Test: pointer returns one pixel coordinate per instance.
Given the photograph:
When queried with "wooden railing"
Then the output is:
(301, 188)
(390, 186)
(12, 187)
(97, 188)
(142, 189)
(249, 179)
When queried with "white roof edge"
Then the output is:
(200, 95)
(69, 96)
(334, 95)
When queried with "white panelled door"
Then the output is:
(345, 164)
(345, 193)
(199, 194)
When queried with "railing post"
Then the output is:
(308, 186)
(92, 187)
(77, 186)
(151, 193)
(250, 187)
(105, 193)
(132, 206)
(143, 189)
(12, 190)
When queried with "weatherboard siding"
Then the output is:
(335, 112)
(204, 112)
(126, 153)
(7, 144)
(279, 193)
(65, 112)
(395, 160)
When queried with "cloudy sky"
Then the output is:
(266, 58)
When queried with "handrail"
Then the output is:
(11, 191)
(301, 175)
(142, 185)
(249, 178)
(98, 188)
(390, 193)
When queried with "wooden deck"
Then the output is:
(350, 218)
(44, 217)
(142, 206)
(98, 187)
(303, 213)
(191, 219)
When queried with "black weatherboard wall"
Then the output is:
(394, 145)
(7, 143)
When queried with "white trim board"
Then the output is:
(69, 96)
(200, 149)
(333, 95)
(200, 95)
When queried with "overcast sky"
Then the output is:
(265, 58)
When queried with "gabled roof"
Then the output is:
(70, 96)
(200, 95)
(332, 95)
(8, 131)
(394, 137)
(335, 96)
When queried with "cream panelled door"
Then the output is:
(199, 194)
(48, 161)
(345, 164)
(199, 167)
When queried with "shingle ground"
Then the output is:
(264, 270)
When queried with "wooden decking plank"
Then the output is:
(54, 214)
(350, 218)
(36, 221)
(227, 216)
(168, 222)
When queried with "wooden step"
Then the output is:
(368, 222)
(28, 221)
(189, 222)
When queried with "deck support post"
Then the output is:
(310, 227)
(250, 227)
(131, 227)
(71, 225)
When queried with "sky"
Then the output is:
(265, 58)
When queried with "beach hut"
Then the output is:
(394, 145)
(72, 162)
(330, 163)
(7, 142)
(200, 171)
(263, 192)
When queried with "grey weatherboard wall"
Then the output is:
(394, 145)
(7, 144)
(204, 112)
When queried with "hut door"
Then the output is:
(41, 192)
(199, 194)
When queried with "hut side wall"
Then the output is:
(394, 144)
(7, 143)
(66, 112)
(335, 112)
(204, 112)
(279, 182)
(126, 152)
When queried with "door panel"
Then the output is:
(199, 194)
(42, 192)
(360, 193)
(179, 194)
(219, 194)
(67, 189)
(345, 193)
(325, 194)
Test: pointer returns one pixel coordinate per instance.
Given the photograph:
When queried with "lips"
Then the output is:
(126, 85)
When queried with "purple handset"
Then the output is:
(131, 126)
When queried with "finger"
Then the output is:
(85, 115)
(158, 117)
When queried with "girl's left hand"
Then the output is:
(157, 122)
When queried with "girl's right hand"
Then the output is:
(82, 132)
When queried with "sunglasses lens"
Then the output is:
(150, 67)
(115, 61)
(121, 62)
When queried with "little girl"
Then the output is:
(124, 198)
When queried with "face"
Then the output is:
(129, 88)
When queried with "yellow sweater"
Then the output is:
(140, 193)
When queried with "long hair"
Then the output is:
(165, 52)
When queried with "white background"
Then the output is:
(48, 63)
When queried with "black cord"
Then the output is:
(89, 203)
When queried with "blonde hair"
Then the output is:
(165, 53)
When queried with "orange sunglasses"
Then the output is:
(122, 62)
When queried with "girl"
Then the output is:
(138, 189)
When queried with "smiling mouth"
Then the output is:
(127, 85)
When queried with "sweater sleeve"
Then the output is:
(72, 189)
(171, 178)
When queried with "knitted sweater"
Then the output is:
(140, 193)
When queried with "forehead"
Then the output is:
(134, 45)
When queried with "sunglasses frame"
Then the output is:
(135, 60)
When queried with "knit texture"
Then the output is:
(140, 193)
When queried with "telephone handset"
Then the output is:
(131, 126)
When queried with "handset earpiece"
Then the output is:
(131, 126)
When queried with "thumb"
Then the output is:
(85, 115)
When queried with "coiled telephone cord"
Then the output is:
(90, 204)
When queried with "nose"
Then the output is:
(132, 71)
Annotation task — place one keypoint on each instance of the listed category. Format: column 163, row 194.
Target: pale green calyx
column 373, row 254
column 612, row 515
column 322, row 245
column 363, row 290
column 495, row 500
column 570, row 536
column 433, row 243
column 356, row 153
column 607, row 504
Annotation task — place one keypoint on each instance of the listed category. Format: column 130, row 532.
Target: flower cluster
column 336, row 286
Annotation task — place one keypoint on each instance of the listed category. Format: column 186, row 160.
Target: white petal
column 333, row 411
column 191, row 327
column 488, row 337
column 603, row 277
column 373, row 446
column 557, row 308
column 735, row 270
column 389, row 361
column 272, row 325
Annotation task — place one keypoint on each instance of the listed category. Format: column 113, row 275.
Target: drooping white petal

■ ■ ■

#### Written exercise
Your task is to return, exactly and on their own, the lines from the one containing "163, row 194." through the last line of the listing.

#### Answer for this exercise
Annotation task — place one keypoint on each instance of the listed category. Format: column 163, row 194.
Target: pale green calyx
column 373, row 254
column 612, row 515
column 322, row 245
column 363, row 290
column 495, row 500
column 570, row 536
column 433, row 243
column 356, row 153
column 607, row 504
Annotation task — place one keypoint on each instance of the listed category. Format: column 130, row 532.
Target: flower cluster
column 336, row 286
Annotation task — place one keypoint on each instance of the listed category. Format: column 186, row 160.
Target: white petal
column 333, row 411
column 191, row 327
column 488, row 337
column 603, row 277
column 373, row 446
column 557, row 308
column 735, row 270
column 389, row 361
column 272, row 325
Annotation task — place one keypoint on each instance of the listed category. Format: column 113, row 275.
Target: drooping white petal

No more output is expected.